Translate this sentence from the text on using XPath in Java into Spanish: "If the requested conversion can't be made, then evaluate() throws an XPathException."

··· Quoted text ···

Listing 4 puts this all together into a single program. Notice also that these methods can throw several checked exceptions that I must declare in a throws clause, though I glossed over them above:

Listing 4. A complete program to query an XML document with a fixed XPath expression
                
import java.io.IOException;
import org.w3c.dom.*;
import org.xml.sax.SAXException;
import javax.xml.parsers.*;
import javax.xml.xpath.*;

public class XPathExample {

  public static void main(String[] args) 
   throws ParserConfigurationException, SAXException, 
          IOException, XPathExpressionException {

    DocumentBuilderFactory domFactory = DocumentBuilderFactory.newInstance();
    domFactory.setNamespaceAware(true); // never forget this!
    DocumentBuilder builder = domFactory.newDocumentBuilder();
    Document doc = builder.parse("books.xml");

    XPathFactory factory = XPathFactory.newInstance();
    XPath xpath = factory.newXPath();
    XPathExpression expr 
     = xpath.compile("//book[author='Neal Stephenson']/title/text()");

    Object result = expr.evaluate(doc, XPathConstants.NODESET);
    NodeList nodes = (NodeList) result;
    for (int i = 0; i < nodes.getLength(); i++) {
        System.out.println(nodes.item(i).getNodeValue()); 
    }

  }

}

The XPath data model
Whenever you mix two different languages such as XPath and Java, expect some noticeable seams where you've glued the two together. Not everything fits just right. XPath and Java language do not have identical type systems. XPath 1.0 has only four basic data types:
  • node-set
  • number
  • boolean
  • string
The Java language, of course, has many more, including user-defined object types.
Most XPath expressions, especially location paths, return node-sets. However, there are other possibilities. For example, the XPath expression count(//book) returns the number of books in the document. The XPath expression count(//book[@author="Neal Stephenson"]) > 10 returns a boolean: true if there are more than ten books by Neal Stephenson in the document, false if there are ten or fewer.
The evaluate() method is declared to return Object. What it actually does return depends on the result of the XPath expression, as well as the type you ask for. Generally speaking, an XPath
  • number maps to a java.lang.Double
  • string maps to a java.lang.String
  • boolean maps to a java.lang.Boolean
  • node-set maps to an org.w3c.dom.NodeList

XPath 2

So far I assumed that you're working with XPath 1.0. XPath 2 significantly expands and revises the type system. The main change needed in the Java XPath API to support XPath 2 is additional constants for returning the new XPath 2 types.
When you evaluate an XPath expression in Java, the second argument specifies the return type you want. There are five possibilities, all named constants in the javax.xml.xpath.XPathConstants class:
  • XPathConstants.NODESET
  • XPathConstants.BOOLEAN
  • XPathConstants.NUMBER
  • XPathConstants.STRING
  • XPathConstants.NODE
The last one, XPathConstants.NODE, doesn't actually match an XPath type. You use it when you know the XPath expression will only return a single node or you don't want more than one node. If the XPath expression does return more than one node and you've specified XPathConstants.NODE, then evaluate() returns the first node in document order. If the XPath expression selects an empty set and you've specified XPathConstants.NODE, then evaluate() returns null.
If the requested conversion can't be made, then evaluate() throws an XPathException.

··· Material ···

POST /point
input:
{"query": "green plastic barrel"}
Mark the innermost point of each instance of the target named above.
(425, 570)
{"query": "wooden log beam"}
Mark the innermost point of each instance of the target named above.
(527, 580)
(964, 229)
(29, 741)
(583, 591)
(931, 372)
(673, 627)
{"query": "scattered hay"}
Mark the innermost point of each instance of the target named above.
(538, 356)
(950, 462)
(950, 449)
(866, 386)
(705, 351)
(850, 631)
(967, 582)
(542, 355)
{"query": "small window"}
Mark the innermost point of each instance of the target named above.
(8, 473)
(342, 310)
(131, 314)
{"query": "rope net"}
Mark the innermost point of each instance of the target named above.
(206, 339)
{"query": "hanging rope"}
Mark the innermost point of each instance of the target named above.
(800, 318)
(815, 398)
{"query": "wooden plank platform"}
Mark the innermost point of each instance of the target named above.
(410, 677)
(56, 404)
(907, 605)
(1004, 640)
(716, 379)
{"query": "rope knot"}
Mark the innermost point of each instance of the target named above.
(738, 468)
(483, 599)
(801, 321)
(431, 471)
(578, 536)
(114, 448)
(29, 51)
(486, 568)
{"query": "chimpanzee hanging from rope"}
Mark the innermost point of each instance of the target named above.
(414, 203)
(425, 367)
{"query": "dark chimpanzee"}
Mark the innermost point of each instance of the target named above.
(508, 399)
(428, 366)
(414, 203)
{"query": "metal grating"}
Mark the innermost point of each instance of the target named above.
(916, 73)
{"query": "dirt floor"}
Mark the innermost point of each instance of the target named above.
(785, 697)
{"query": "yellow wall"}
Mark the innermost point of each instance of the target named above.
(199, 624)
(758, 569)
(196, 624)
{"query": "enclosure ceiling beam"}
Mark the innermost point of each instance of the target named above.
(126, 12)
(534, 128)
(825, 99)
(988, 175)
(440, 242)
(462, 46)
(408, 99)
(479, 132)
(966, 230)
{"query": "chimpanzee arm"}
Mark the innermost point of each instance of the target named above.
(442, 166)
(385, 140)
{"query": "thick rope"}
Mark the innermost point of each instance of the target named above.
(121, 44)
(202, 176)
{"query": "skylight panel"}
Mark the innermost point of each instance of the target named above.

···

_The solution_. Si no se puede realizar la conversión solicitada, evaluate() lanza una XPathException.